WHAT TO PRODUCE - A word-for-word copy of all entries is required, without images.
* * * * *
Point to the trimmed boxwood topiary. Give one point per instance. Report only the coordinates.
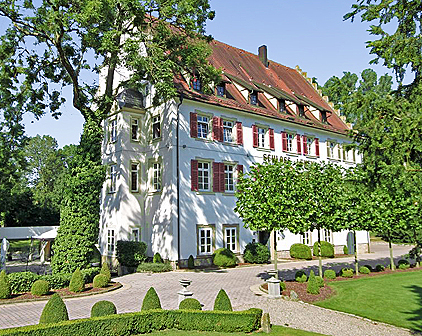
(223, 257)
(54, 311)
(100, 281)
(327, 249)
(77, 283)
(103, 308)
(256, 253)
(222, 301)
(329, 274)
(300, 251)
(301, 276)
(190, 303)
(5, 290)
(151, 300)
(40, 288)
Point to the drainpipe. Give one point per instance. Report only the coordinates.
(178, 179)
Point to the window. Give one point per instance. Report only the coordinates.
(111, 240)
(306, 238)
(134, 129)
(230, 237)
(205, 236)
(203, 176)
(203, 127)
(228, 131)
(228, 178)
(156, 127)
(134, 177)
(113, 178)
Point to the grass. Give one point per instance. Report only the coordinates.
(393, 298)
(276, 331)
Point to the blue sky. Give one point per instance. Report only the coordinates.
(308, 33)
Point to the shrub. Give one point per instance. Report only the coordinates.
(154, 268)
(300, 251)
(77, 283)
(223, 257)
(103, 308)
(21, 282)
(190, 303)
(5, 290)
(54, 311)
(301, 276)
(222, 301)
(327, 249)
(151, 300)
(105, 270)
(40, 287)
(131, 253)
(364, 270)
(329, 274)
(379, 268)
(191, 262)
(256, 253)
(312, 287)
(100, 281)
(157, 259)
(347, 273)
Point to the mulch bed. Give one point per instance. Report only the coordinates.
(63, 292)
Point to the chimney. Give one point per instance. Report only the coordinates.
(262, 53)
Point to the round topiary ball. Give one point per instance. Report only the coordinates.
(40, 287)
(100, 281)
(190, 303)
(103, 308)
(54, 311)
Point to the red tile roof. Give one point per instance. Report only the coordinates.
(247, 68)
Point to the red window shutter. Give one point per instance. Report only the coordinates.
(221, 178)
(316, 146)
(305, 148)
(239, 130)
(193, 125)
(255, 135)
(271, 134)
(298, 144)
(194, 174)
(284, 141)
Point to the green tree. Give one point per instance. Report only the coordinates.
(51, 44)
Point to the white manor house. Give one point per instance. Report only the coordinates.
(172, 170)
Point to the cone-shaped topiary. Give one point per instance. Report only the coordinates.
(54, 311)
(222, 301)
(312, 287)
(5, 291)
(151, 300)
(190, 303)
(103, 308)
(77, 283)
(106, 271)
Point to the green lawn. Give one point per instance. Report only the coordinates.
(276, 331)
(394, 298)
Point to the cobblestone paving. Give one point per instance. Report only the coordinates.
(205, 286)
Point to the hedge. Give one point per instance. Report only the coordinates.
(146, 322)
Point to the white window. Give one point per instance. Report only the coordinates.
(230, 238)
(113, 178)
(156, 127)
(203, 126)
(203, 176)
(228, 131)
(228, 178)
(134, 177)
(205, 240)
(111, 241)
(134, 129)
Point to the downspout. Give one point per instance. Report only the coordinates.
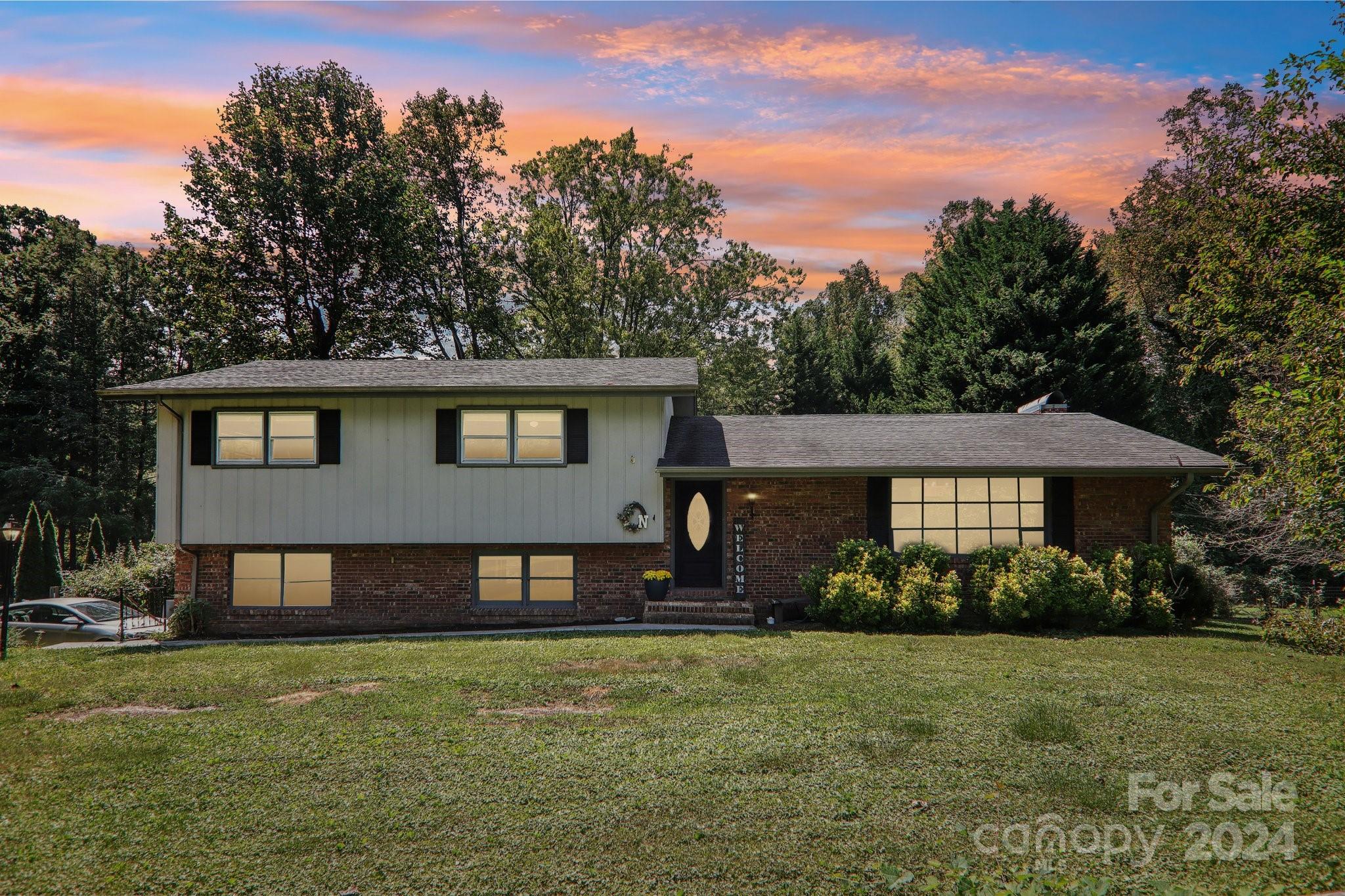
(177, 530)
(1172, 496)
* * * * *
WRITTEN SOLUTION -
Point to the trimmed boxwood topiary. Give one point per instance. Report only the coordinates.
(223, 257)
(54, 311)
(100, 281)
(327, 249)
(77, 283)
(103, 308)
(256, 253)
(222, 301)
(329, 274)
(300, 251)
(301, 276)
(190, 303)
(5, 290)
(151, 300)
(40, 288)
Point to the drainpipe. Give one point per instance. Report only the coordinates.
(178, 179)
Point to the window. Give one point per instance. Report only the coordinates.
(111, 240)
(306, 238)
(134, 129)
(230, 237)
(205, 236)
(203, 176)
(203, 127)
(228, 131)
(228, 178)
(156, 127)
(134, 177)
(113, 178)
Point to the grass. Give one point per instance. Report only the coordinates.
(393, 298)
(276, 331)
Point to the blue sky. Give one point per instance. Report only the coordinates.
(308, 33)
Point to the shrub. Give one point per instance. Report only the coordinates.
(154, 268)
(300, 251)
(77, 283)
(223, 257)
(103, 308)
(21, 282)
(190, 303)
(5, 290)
(54, 311)
(301, 276)
(222, 301)
(327, 249)
(151, 300)
(105, 270)
(40, 287)
(131, 253)
(364, 270)
(329, 274)
(379, 268)
(191, 262)
(256, 253)
(312, 287)
(100, 281)
(157, 259)
(347, 273)
Point to the mulch bed. Give one point per instance. Report only the coordinates.
(63, 292)
Point to the chimney. Give one point per instance. Report only the coordinates.
(262, 53)
Point to the round topiary ball. Give one point per instance. Report only the coordinates.
(40, 287)
(100, 281)
(190, 303)
(103, 308)
(54, 311)
Point to the red tile roof. Give one point per instance. Report only the coordinates.
(247, 68)
Point to the red window shutter. Give one point per instance. Report only the coordinates.
(221, 178)
(316, 146)
(305, 148)
(239, 130)
(193, 125)
(255, 135)
(271, 134)
(298, 144)
(194, 174)
(284, 141)
Point to the green tree. Give one point per instance. Report only the coordinates.
(51, 44)
Point to the white manor house. Give one point per instance. Report only the coordinates.
(172, 170)
Point to the cone-shaped topiary. Give one point per instance. Report only the coordinates.
(54, 311)
(222, 301)
(312, 287)
(5, 291)
(151, 300)
(190, 303)
(103, 308)
(77, 283)
(106, 271)
Point to the green lawn. Give one point per instance. Report only the coordinates.
(276, 331)
(394, 298)
Point to the cobblestone paving. Give one point per instance. Report only the coordinates.
(205, 286)
Point to the hedge. Give one point per instance. Report only the coordinates.
(146, 322)
Point to the white window. Give one point per instance. Report only the coordinates.
(230, 238)
(113, 178)
(156, 127)
(203, 126)
(203, 176)
(228, 131)
(228, 178)
(134, 177)
(205, 240)
(111, 241)
(134, 129)
Point to the downspout. Give one point per instance. Report only the coordinates.
(177, 530)
(1172, 496)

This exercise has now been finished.